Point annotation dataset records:
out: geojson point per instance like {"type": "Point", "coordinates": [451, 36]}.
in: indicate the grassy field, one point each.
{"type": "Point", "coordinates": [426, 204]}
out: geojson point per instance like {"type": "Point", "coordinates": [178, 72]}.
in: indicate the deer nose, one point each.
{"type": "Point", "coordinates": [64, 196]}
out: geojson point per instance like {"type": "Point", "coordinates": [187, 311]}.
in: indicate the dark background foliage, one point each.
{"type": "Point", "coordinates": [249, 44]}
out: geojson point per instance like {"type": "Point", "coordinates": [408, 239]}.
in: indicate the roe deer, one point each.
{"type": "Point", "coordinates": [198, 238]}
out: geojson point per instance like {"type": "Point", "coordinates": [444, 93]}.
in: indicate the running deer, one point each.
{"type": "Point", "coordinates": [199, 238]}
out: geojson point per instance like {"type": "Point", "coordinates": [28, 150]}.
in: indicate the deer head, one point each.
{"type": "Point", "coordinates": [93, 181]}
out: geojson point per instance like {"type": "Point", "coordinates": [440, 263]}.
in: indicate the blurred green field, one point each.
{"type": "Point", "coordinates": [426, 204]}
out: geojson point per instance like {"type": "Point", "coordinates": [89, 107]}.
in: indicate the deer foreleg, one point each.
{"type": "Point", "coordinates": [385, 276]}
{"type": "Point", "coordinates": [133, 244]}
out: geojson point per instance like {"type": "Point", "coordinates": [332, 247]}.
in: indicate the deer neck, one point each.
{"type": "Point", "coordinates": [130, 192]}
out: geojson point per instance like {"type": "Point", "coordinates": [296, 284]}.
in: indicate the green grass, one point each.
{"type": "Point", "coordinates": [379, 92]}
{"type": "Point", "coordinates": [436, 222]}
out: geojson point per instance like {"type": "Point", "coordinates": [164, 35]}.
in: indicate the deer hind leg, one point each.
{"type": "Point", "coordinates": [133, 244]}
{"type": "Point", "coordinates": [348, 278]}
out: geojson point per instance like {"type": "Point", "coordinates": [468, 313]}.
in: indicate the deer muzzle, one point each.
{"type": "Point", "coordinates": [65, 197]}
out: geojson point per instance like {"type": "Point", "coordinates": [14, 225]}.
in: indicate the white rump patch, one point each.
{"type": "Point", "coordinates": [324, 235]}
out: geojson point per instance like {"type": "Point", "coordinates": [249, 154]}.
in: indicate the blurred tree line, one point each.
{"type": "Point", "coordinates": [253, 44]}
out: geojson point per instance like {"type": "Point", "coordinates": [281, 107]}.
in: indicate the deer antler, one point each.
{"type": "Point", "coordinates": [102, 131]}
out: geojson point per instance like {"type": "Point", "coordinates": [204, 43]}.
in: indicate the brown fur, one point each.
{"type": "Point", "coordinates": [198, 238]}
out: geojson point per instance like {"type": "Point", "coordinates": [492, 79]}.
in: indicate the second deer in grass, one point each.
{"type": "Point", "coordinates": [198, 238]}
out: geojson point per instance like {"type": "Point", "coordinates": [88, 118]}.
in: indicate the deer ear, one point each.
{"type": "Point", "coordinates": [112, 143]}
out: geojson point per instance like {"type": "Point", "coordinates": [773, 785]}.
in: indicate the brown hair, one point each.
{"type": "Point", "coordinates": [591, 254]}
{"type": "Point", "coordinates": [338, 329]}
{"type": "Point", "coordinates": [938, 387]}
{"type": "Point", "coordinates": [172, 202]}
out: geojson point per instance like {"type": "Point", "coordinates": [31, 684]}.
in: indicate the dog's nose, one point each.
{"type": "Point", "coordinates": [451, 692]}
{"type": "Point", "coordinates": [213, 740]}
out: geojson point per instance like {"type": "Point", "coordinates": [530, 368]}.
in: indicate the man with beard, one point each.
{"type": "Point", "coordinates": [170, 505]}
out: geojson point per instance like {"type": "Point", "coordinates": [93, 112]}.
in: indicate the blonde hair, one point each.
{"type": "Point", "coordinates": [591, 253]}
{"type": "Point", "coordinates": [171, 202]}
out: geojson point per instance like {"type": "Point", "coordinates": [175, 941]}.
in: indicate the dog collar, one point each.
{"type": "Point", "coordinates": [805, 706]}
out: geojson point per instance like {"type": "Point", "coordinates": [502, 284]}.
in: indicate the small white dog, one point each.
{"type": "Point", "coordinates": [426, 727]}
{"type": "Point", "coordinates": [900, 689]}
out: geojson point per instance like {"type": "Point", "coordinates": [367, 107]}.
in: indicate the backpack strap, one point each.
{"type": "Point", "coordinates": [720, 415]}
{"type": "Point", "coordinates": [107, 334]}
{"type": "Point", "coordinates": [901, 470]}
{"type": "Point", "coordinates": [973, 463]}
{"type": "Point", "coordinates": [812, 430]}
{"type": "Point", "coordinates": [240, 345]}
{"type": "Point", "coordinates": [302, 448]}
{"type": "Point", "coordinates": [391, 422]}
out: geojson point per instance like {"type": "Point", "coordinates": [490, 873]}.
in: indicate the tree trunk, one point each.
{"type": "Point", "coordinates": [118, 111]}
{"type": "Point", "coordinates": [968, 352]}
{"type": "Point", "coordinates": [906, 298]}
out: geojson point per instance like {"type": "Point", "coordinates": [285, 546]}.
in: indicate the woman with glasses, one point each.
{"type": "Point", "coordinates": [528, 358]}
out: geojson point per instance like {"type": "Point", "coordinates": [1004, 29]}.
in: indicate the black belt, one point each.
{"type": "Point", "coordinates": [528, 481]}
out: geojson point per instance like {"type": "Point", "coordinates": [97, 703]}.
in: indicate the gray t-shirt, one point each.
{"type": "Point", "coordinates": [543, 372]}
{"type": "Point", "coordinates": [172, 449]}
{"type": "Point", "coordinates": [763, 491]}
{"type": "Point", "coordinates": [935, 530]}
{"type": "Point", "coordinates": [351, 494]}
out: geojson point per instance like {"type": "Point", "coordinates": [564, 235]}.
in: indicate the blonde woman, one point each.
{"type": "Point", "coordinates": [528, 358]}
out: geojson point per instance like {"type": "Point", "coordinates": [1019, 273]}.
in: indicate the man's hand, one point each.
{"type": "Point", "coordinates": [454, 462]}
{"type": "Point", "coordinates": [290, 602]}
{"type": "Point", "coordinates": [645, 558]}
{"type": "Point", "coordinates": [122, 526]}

§ REQUEST: Reproduce the data, keeping every line exactly the same.

§ OUTPUT BELOW:
out: geojson point per instance like {"type": "Point", "coordinates": [451, 36]}.
in: indicate the grassy field, one point each.
{"type": "Point", "coordinates": [426, 204]}
out: geojson point per instance like {"type": "Point", "coordinates": [178, 72]}.
in: indicate the deer nose, one point each.
{"type": "Point", "coordinates": [64, 196]}
out: geojson point per instance like {"type": "Point", "coordinates": [187, 311]}.
in: indicate the dark background foliage, one point each.
{"type": "Point", "coordinates": [249, 44]}
out: geojson point per instance like {"type": "Point", "coordinates": [408, 239]}.
in: indicate the roe deer, one point each.
{"type": "Point", "coordinates": [198, 238]}
out: geojson point per instance like {"type": "Point", "coordinates": [444, 93]}.
in: indicate the running deer, one point each.
{"type": "Point", "coordinates": [199, 238]}
out: geojson point per instance like {"type": "Point", "coordinates": [28, 150]}.
in: indicate the deer head, one point each.
{"type": "Point", "coordinates": [93, 181]}
out: geojson point per instance like {"type": "Point", "coordinates": [440, 263]}.
in: indicate the blurred green field, one point each.
{"type": "Point", "coordinates": [426, 204]}
out: geojson point per instance like {"type": "Point", "coordinates": [89, 107]}.
in: indicate the deer foreleg, one point each.
{"type": "Point", "coordinates": [385, 276]}
{"type": "Point", "coordinates": [133, 244]}
out: geojson point per instance like {"type": "Point", "coordinates": [332, 247]}.
in: indicate the deer neck, one point each.
{"type": "Point", "coordinates": [130, 192]}
out: geojson point per instance like {"type": "Point", "coordinates": [296, 284]}.
in: indicate the green grass, one point each.
{"type": "Point", "coordinates": [379, 92]}
{"type": "Point", "coordinates": [436, 222]}
out: geojson point per instance like {"type": "Point", "coordinates": [164, 35]}.
in: indicate the deer hind leg, one point each.
{"type": "Point", "coordinates": [133, 244]}
{"type": "Point", "coordinates": [348, 278]}
out: geojson point per instance like {"type": "Point", "coordinates": [468, 313]}.
in: indicate the deer muzzle, one point each.
{"type": "Point", "coordinates": [65, 197]}
out: geojson point per instance like {"type": "Point", "coordinates": [14, 225]}.
in: indicate the white rump patch, one point each.
{"type": "Point", "coordinates": [324, 235]}
out: geojson point per instance like {"type": "Point", "coordinates": [249, 154]}.
in: indicate the blurred tree line, one point each.
{"type": "Point", "coordinates": [253, 44]}
out: geojson point per instance like {"type": "Point", "coordinates": [281, 107]}.
in: indicate the deer antler, one point each.
{"type": "Point", "coordinates": [102, 131]}
out: geojson point per instance like {"type": "Point", "coordinates": [204, 43]}.
in: indicate the brown fur, one point each.
{"type": "Point", "coordinates": [198, 238]}
out: geojson point per instance like {"type": "Point", "coordinates": [492, 79]}.
in: indicate the second deer in grass, one point each.
{"type": "Point", "coordinates": [198, 238]}
out: geojson point per instance like {"type": "Point", "coordinates": [88, 118]}.
in: indicate the deer ear, one point each.
{"type": "Point", "coordinates": [112, 143]}
out: geojson point per instance like {"type": "Point", "coordinates": [773, 785]}.
in: indicate the brown hair, one point each.
{"type": "Point", "coordinates": [591, 254]}
{"type": "Point", "coordinates": [338, 329]}
{"type": "Point", "coordinates": [938, 387]}
{"type": "Point", "coordinates": [172, 202]}
out: geojson point per instance like {"type": "Point", "coordinates": [31, 684]}.
in: indicate the dog's nose, one point each.
{"type": "Point", "coordinates": [451, 692]}
{"type": "Point", "coordinates": [213, 740]}
out: geojson point per instance like {"type": "Point", "coordinates": [530, 368]}.
in: indicate the man with beard, one point each.
{"type": "Point", "coordinates": [170, 505]}
out: geojson point per instance like {"type": "Point", "coordinates": [93, 112]}.
in: indicate the blonde hair, one point each.
{"type": "Point", "coordinates": [591, 253]}
{"type": "Point", "coordinates": [171, 202]}
out: geojson point per instance like {"type": "Point", "coordinates": [175, 941]}.
in: indicate the dog collar, one point each.
{"type": "Point", "coordinates": [805, 706]}
out: geojson point per instance like {"type": "Point", "coordinates": [502, 284]}.
in: indicate the small white dog, one point each.
{"type": "Point", "coordinates": [426, 727]}
{"type": "Point", "coordinates": [900, 689]}
out: geojson point per instance like {"type": "Point", "coordinates": [367, 107]}.
in: indicate the backpack strap, one point each.
{"type": "Point", "coordinates": [720, 415]}
{"type": "Point", "coordinates": [107, 334]}
{"type": "Point", "coordinates": [901, 470]}
{"type": "Point", "coordinates": [973, 463]}
{"type": "Point", "coordinates": [812, 430]}
{"type": "Point", "coordinates": [240, 345]}
{"type": "Point", "coordinates": [302, 448]}
{"type": "Point", "coordinates": [391, 422]}
out: geojson point per instance like {"type": "Point", "coordinates": [490, 873]}.
in: indicate the tree trunk, one point each.
{"type": "Point", "coordinates": [118, 111]}
{"type": "Point", "coordinates": [968, 352]}
{"type": "Point", "coordinates": [906, 298]}
out: geojson point per instance like {"type": "Point", "coordinates": [285, 546]}.
in: indicate the woman with glasses, one point each.
{"type": "Point", "coordinates": [528, 358]}
out: geojson point per instance like {"type": "Point", "coordinates": [1004, 29]}.
in: indicate the black belt, one point each.
{"type": "Point", "coordinates": [528, 481]}
out: geojson point per instance like {"type": "Point", "coordinates": [97, 703]}.
in: indicate the gray t-shirt, one point each.
{"type": "Point", "coordinates": [543, 372]}
{"type": "Point", "coordinates": [172, 449]}
{"type": "Point", "coordinates": [763, 491]}
{"type": "Point", "coordinates": [935, 530]}
{"type": "Point", "coordinates": [351, 494]}
out: geojson point per instance like {"type": "Point", "coordinates": [564, 235]}.
in: indicate the blonde woman, one point each.
{"type": "Point", "coordinates": [528, 358]}
out: geojson point per instance like {"type": "Point", "coordinates": [1019, 273]}.
in: indicate the man's hand, one point each.
{"type": "Point", "coordinates": [454, 462]}
{"type": "Point", "coordinates": [290, 602]}
{"type": "Point", "coordinates": [645, 558]}
{"type": "Point", "coordinates": [122, 526]}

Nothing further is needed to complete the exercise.